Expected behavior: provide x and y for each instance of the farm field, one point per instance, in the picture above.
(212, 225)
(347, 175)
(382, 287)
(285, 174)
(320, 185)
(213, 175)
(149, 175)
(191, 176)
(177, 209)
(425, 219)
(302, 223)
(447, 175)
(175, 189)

______

• **What to do**:
The required response is a complete, exact copy of the records.

• **Answer to the problem**:
Expected behavior: provide x and y for each instance of the farm field, one point per instance, in the picture above.
(212, 225)
(347, 175)
(382, 287)
(285, 174)
(320, 185)
(213, 175)
(149, 175)
(191, 176)
(177, 209)
(425, 219)
(302, 223)
(447, 175)
(175, 189)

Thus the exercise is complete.